EXERCISE AIM:
Below are the records; copy each line in them that holds the word "carved".
(SOURCE DATA begins)
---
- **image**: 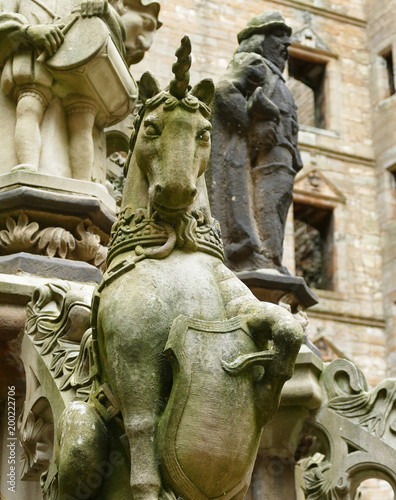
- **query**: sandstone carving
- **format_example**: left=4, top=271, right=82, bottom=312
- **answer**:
left=299, top=359, right=396, bottom=499
left=210, top=10, right=302, bottom=274
left=18, top=410, right=54, bottom=481
left=17, top=281, right=95, bottom=484
left=24, top=38, right=303, bottom=500
left=0, top=0, right=161, bottom=181
left=0, top=213, right=107, bottom=270
left=0, top=213, right=39, bottom=252
left=25, top=282, right=96, bottom=400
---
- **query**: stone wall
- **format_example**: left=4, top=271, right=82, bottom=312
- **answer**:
left=365, top=0, right=396, bottom=378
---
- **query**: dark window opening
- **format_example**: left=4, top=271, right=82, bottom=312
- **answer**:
left=294, top=202, right=334, bottom=290
left=288, top=57, right=326, bottom=129
left=106, top=131, right=129, bottom=159
left=383, top=49, right=396, bottom=97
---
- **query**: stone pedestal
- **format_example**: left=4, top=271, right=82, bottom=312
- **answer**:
left=0, top=171, right=116, bottom=280
left=248, top=346, right=323, bottom=500
left=238, top=270, right=323, bottom=499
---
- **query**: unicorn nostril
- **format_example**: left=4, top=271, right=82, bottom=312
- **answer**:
left=191, top=188, right=197, bottom=199
left=155, top=184, right=163, bottom=195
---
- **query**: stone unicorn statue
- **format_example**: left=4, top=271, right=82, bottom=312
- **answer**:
left=49, top=37, right=303, bottom=500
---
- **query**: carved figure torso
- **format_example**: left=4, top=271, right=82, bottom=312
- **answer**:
left=248, top=57, right=301, bottom=172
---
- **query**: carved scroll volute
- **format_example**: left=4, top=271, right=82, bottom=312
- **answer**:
left=301, top=359, right=396, bottom=499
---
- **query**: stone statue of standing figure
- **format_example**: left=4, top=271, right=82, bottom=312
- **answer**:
left=210, top=10, right=302, bottom=274
left=0, top=0, right=161, bottom=181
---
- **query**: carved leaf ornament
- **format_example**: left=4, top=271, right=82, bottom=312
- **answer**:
left=25, top=283, right=95, bottom=397
left=0, top=212, right=107, bottom=270
left=323, top=359, right=396, bottom=439
left=37, top=227, right=76, bottom=258
left=302, top=359, right=396, bottom=499
left=0, top=213, right=39, bottom=251
left=303, top=455, right=350, bottom=500
left=18, top=409, right=53, bottom=480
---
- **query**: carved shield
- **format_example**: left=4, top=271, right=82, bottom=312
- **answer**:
left=156, top=315, right=264, bottom=500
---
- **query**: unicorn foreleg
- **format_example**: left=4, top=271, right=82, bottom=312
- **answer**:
left=98, top=311, right=170, bottom=500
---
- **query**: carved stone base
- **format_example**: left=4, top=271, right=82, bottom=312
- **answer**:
left=248, top=346, right=323, bottom=500
left=0, top=172, right=117, bottom=273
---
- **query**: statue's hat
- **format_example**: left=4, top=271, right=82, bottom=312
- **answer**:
left=116, top=0, right=163, bottom=28
left=237, top=10, right=292, bottom=43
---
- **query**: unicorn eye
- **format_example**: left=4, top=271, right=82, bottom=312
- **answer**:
left=144, top=121, right=161, bottom=137
left=197, top=129, right=211, bottom=143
(SOURCE DATA ends)
RESPONSE BELOW:
- **query**: carved figure torso
- **query**: carved scroll volute
- **query**: carved leaf ornament
- **query**: carved shield
- **query**: carved stone base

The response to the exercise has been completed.